* _Aim of the task_: Throughout the listing below, show every line in which "grey" occurs.

* _Source data_:
◆ ◆ ◆

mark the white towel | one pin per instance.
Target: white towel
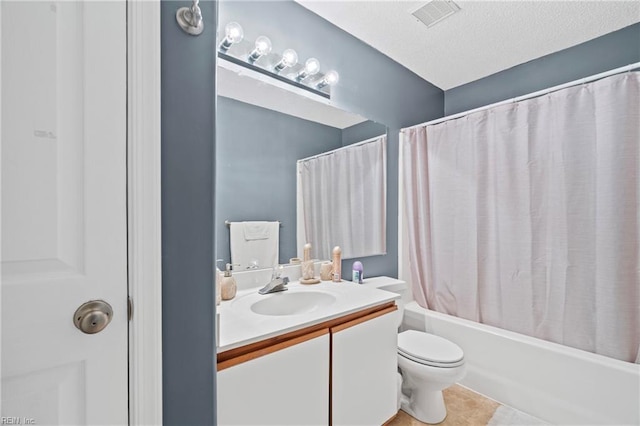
(254, 244)
(257, 230)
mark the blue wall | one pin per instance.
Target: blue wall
(188, 305)
(361, 132)
(604, 53)
(256, 151)
(371, 85)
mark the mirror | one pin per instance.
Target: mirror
(262, 129)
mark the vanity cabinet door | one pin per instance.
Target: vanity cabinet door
(364, 370)
(286, 387)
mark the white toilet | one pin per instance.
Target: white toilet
(428, 363)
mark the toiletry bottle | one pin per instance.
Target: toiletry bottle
(228, 286)
(337, 264)
(357, 272)
(217, 284)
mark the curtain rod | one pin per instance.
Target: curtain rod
(228, 223)
(589, 79)
(373, 139)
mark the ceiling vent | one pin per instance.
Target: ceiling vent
(435, 11)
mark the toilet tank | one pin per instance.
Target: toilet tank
(393, 285)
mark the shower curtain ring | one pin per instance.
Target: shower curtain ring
(190, 19)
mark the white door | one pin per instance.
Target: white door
(63, 126)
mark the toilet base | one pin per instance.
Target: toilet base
(426, 406)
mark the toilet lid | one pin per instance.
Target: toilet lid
(429, 349)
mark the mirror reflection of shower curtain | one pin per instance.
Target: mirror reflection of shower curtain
(342, 196)
(525, 216)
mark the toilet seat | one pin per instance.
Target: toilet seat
(429, 349)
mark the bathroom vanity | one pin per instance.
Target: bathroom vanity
(322, 354)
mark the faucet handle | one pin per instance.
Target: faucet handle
(277, 271)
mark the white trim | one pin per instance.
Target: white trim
(144, 225)
(543, 92)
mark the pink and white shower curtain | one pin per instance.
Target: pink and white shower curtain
(525, 216)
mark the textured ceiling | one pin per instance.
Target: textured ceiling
(483, 38)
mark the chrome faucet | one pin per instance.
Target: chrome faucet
(276, 284)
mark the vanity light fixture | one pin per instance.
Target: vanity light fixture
(232, 34)
(263, 47)
(329, 79)
(258, 57)
(289, 59)
(311, 67)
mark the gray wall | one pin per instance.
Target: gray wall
(188, 306)
(610, 51)
(256, 151)
(362, 132)
(371, 85)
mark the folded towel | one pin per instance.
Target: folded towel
(250, 249)
(256, 230)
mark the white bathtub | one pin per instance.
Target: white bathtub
(555, 383)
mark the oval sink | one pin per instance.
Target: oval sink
(286, 303)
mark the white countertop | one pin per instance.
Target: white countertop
(240, 326)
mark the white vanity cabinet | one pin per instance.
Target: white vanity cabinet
(341, 371)
(286, 387)
(364, 370)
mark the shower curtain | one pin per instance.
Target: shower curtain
(525, 216)
(344, 199)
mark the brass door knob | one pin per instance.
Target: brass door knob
(93, 316)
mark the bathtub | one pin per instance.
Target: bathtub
(555, 383)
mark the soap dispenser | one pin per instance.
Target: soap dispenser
(228, 285)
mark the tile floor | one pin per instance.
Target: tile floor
(467, 408)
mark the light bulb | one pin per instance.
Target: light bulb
(263, 47)
(329, 79)
(289, 59)
(311, 67)
(232, 34)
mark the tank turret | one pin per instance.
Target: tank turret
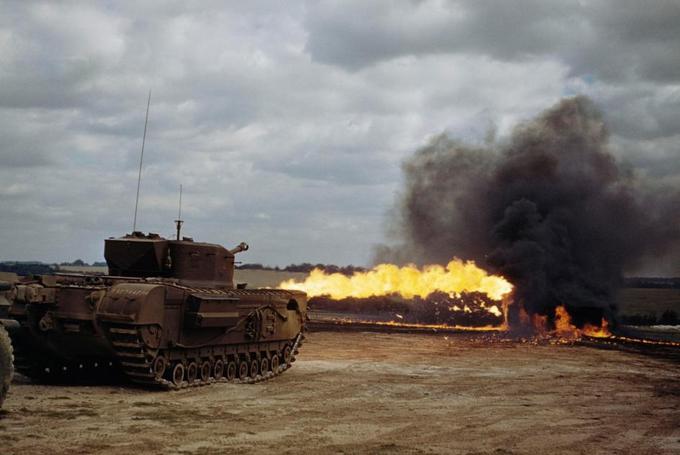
(191, 263)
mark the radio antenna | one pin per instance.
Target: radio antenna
(141, 160)
(179, 221)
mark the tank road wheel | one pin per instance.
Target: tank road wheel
(243, 370)
(6, 364)
(218, 369)
(206, 369)
(275, 363)
(178, 374)
(192, 372)
(159, 366)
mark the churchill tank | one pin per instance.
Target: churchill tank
(168, 314)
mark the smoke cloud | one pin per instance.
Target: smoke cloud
(550, 209)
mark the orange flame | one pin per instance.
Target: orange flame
(408, 281)
(565, 329)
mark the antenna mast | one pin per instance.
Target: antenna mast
(179, 221)
(141, 160)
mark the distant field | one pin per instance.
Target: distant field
(644, 301)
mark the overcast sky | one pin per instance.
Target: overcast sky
(287, 122)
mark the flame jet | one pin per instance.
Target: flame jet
(407, 281)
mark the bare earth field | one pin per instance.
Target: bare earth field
(375, 393)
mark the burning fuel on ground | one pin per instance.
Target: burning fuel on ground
(549, 212)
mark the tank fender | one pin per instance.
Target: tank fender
(135, 303)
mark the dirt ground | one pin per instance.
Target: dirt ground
(375, 393)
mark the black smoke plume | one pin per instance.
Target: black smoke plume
(550, 209)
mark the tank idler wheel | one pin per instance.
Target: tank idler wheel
(178, 374)
(275, 363)
(192, 372)
(159, 365)
(206, 369)
(264, 366)
(231, 370)
(243, 370)
(254, 368)
(218, 369)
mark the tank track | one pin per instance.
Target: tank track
(157, 367)
(48, 369)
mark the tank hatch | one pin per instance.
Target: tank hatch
(137, 255)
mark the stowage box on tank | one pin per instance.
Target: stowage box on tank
(167, 314)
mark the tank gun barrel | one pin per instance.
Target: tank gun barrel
(243, 246)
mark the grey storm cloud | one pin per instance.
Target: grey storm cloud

◆ ◆ ◆

* _Answer box_:
mark the grey storm cloud | one pin per instance.
Target: grey storm cloud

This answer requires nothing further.